Render every line of the records below as a JSON list of strings, one string per line, with blank lines omitted.

— start of Task inputs —

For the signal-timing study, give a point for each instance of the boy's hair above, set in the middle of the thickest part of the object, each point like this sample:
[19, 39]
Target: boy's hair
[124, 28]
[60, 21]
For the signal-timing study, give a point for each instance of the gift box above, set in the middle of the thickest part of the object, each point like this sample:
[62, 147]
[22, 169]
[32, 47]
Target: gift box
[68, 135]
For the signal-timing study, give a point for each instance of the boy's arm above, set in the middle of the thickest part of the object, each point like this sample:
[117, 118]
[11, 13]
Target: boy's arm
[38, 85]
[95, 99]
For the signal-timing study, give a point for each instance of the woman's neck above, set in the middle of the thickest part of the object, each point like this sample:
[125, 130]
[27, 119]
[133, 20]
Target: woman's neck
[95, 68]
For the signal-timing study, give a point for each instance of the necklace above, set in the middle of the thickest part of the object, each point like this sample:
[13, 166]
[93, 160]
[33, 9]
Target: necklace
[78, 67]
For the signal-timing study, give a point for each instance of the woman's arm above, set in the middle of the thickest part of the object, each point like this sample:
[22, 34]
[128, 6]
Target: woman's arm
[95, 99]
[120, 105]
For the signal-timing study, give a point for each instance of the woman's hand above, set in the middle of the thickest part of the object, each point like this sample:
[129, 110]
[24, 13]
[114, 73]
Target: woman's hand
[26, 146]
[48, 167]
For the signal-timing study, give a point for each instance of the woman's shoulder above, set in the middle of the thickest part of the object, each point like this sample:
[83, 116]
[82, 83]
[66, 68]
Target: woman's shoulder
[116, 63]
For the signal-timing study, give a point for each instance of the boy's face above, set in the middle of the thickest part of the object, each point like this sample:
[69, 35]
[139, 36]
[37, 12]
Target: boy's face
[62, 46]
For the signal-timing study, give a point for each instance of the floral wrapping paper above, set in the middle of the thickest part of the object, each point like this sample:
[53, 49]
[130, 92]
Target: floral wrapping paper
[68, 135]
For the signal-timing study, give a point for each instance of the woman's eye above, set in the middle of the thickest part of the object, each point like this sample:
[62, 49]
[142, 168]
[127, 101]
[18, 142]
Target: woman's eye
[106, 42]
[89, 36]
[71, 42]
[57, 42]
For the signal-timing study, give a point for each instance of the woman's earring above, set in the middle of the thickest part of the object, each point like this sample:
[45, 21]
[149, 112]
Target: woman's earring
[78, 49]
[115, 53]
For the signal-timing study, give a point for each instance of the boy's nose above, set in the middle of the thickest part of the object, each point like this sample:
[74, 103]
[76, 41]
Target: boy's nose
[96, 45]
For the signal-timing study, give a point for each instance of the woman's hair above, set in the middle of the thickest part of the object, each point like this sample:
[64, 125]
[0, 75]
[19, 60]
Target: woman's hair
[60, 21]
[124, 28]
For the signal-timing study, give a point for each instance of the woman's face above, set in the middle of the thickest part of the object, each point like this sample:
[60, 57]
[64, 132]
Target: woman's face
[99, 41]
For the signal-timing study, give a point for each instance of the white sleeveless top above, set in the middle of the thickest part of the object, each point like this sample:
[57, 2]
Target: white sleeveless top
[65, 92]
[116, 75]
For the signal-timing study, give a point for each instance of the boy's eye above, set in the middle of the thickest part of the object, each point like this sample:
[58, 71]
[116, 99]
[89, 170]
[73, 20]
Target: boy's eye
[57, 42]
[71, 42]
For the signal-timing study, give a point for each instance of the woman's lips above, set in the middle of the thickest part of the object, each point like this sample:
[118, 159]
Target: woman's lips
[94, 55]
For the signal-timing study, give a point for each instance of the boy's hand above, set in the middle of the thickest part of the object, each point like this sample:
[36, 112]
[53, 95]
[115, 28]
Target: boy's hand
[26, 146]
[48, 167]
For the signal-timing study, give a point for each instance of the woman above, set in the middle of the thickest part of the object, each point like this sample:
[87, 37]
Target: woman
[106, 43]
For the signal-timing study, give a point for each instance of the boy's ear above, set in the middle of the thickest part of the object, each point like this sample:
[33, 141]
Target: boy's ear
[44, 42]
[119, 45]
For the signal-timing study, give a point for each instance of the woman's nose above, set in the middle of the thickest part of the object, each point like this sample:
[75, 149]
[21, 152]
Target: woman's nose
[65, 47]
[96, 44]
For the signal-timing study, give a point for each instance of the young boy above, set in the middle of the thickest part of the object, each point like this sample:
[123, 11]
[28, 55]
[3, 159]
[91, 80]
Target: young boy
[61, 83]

— end of Task inputs —

Answer →
[
  "For the signal-timing study, give a point for each instance of the boy's hair above, set in the middle of the thickest part of the object, each point like this sample:",
  "[19, 39]",
  "Target: boy's hair",
  "[124, 28]",
  "[60, 21]",
  "For the signal-timing study, give a point for each instance of the gift box above, set in the middle of the thickest part of the object, each point like this sample:",
  "[62, 147]",
  "[22, 169]",
  "[32, 47]",
  "Target: gift box",
  "[68, 135]",
  "For the signal-timing study, give a point for each instance of the boy's arm above, set in the middle of the thickest part of the object, each point like this sample:",
  "[117, 118]",
  "[11, 13]",
  "Target: boy's arm",
  "[38, 85]",
  "[95, 99]",
  "For the signal-timing study, give a point for each instance of the woman's neck above, set in the middle of the thickest part of the object, each point like this sample:",
  "[125, 130]",
  "[27, 119]",
  "[133, 20]",
  "Target: woman's neck",
  "[95, 68]",
  "For the signal-timing study, give a point for each instance of the necklace above, set in the middle of the thickest part of the object, each point like this sample:",
  "[13, 166]",
  "[93, 160]",
  "[33, 9]",
  "Target: necklace",
  "[78, 67]",
  "For the signal-timing study, give a point for each instance of the woman's arm above, set in the middle of the thickest part of the object, each point like this sample:",
  "[22, 34]",
  "[128, 6]",
  "Target: woman's arm",
  "[95, 99]",
  "[120, 105]",
  "For the signal-timing study, give a point for each instance of the woman's hand above, set in the middle of the thickest part of the object, each point like this sample:",
  "[129, 110]",
  "[24, 13]",
  "[114, 73]",
  "Target: woman's hand",
  "[26, 146]",
  "[48, 167]",
  "For the signal-timing study, give a point for each instance of the woman's shoulder above, set in the middle of the thickest part of the object, each point like this sample:",
  "[83, 116]",
  "[82, 83]",
  "[66, 68]",
  "Target: woman's shoulder",
  "[116, 63]",
  "For the signal-timing study, give a point for each instance of the boy's face above, set in the middle of the thickest part of the object, each point like this sample:",
  "[69, 35]",
  "[139, 36]",
  "[37, 12]",
  "Target: boy's face",
  "[62, 46]",
  "For the signal-timing study, give a point for each instance of the floral wrapping paper above, set in the middle of the thickest part of the object, each point like this sample:",
  "[53, 49]",
  "[130, 92]",
  "Target: floral wrapping paper",
  "[68, 135]",
  "For the signal-timing study, give a point for each instance of the woman's eye above, set in the middle of the thickest part of the object, each point like this sample:",
  "[62, 49]",
  "[142, 168]",
  "[127, 101]",
  "[18, 142]",
  "Target: woman's eye",
  "[106, 42]",
  "[89, 36]",
  "[71, 42]",
  "[57, 42]",
  "For the signal-timing study, give a point for each instance of the woman's earring above, set in the middle of the thickest part of the object, each point like this sample:",
  "[45, 21]",
  "[149, 112]",
  "Target: woman's earring",
  "[78, 49]",
  "[115, 53]",
  "For the signal-timing study, give a point for each instance of the boy's nose above, set in the middle of the thickest part of the object, each point like this sample:",
  "[74, 103]",
  "[76, 41]",
  "Target: boy's nose",
  "[96, 45]",
  "For the signal-timing study, give a point for each instance of the woman's hair above, set in the middle of the thickest part of the object, each point like this sample:",
  "[64, 125]",
  "[0, 75]",
  "[19, 60]",
  "Target: woman's hair",
  "[60, 21]",
  "[124, 28]",
  "For the signal-timing study, give a point for each instance of the woman's face above, set in the middle of the thickest part of the object, each point like this sample:",
  "[60, 57]",
  "[64, 132]",
  "Target: woman's face",
  "[99, 41]",
  "For the signal-timing study, give a point for each instance of the white sleeveless top above, set in the middle of the thickest part of the object, each point like this sample:",
  "[57, 2]",
  "Target: white sleeveless top",
  "[65, 92]",
  "[116, 75]",
  "For the signal-timing study, give a point for each instance of the boy's eye above, set in the middle of the thickest part of the object, each point like this sample:",
  "[58, 71]",
  "[116, 99]",
  "[89, 170]",
  "[73, 20]",
  "Target: boy's eye",
  "[57, 42]",
  "[71, 42]",
  "For the signal-timing study, give a point for each instance of the woman's lips above, set in the middle of the thickest part of the object, each point like this sample:",
  "[118, 159]",
  "Target: woman's lips",
  "[94, 55]",
  "For the signal-timing study, give a point for each instance of the boy's hand above, set in the middle of the thickest part of the object, each point like this sample:",
  "[36, 112]",
  "[53, 95]",
  "[115, 28]",
  "Target: boy's hand",
  "[26, 146]",
  "[48, 167]",
  "For the signal-timing study, give a point for each instance of the woman above, set in the middle of the thickest part of the object, each point like this sample:",
  "[87, 37]",
  "Target: woman",
  "[106, 43]",
  "For the signal-timing study, give a point for each instance of the boy's ear above, set in the middle of the thickest part of the object, each point like this sample:",
  "[33, 141]",
  "Target: boy's ear",
  "[44, 42]",
  "[119, 45]",
  "For the signal-timing study, give a point for each instance of the woman's nose above, set in the middle of the thickest part of the object, each point like this sample:",
  "[75, 149]",
  "[21, 152]",
  "Target: woman's nose",
  "[65, 47]",
  "[96, 44]",
  "For the signal-timing study, give a point for each instance of the young boy above, set in the middle of the thickest part of the object, each point like this sample:",
  "[123, 11]",
  "[28, 55]",
  "[3, 159]",
  "[91, 80]",
  "Target: young boy",
  "[61, 83]"
]